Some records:
— Start —

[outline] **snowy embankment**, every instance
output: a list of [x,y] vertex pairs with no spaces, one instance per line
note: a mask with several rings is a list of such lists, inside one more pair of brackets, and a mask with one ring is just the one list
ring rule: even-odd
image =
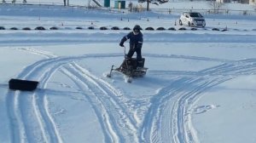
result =
[[[31,16],[24,9],[24,17],[16,19],[20,9],[0,16],[8,28],[0,31],[0,142],[255,142],[255,19],[216,16],[206,29],[143,30],[148,72],[127,83],[121,73],[104,75],[122,62],[119,42],[130,31],[98,28],[178,29],[177,16],[148,13],[148,21],[138,14],[125,21],[124,14],[88,9],[90,16],[81,9],[73,17],[75,10],[65,8],[72,14],[38,19],[44,10],[32,7]],[[33,92],[13,91],[13,77],[40,83]]]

— End —

Give every line of the records above as a JSON list of strings, one string per line, with blank lines left out. Leave the pictures out of the answer.

▶ **ANSWER TO THIS PROBLEM**:
[
  "[outline] **snowy embankment**, every instance",
  "output: a list of [x,y] vertex pairs with no spaces, one instance per line",
  "note: a mask with several rings is a list of such lists, inside one more pair of brackets, and a mask with one ring is just the one list",
  "ring rule: even-odd",
  "image =",
  "result =",
  "[[[31,16],[24,9],[24,17],[16,19],[20,9],[0,16],[8,28],[0,31],[0,142],[255,142],[255,19],[216,16],[206,29],[143,30],[148,72],[127,83],[121,73],[104,75],[122,62],[119,42],[130,31],[98,28],[178,29],[177,16],[148,13],[148,21],[138,14],[125,21],[124,14],[88,9],[90,16],[81,9],[73,17],[75,10],[65,8],[72,14],[38,19],[44,10],[32,7]],[[33,92],[13,91],[13,77],[40,83]]]"
]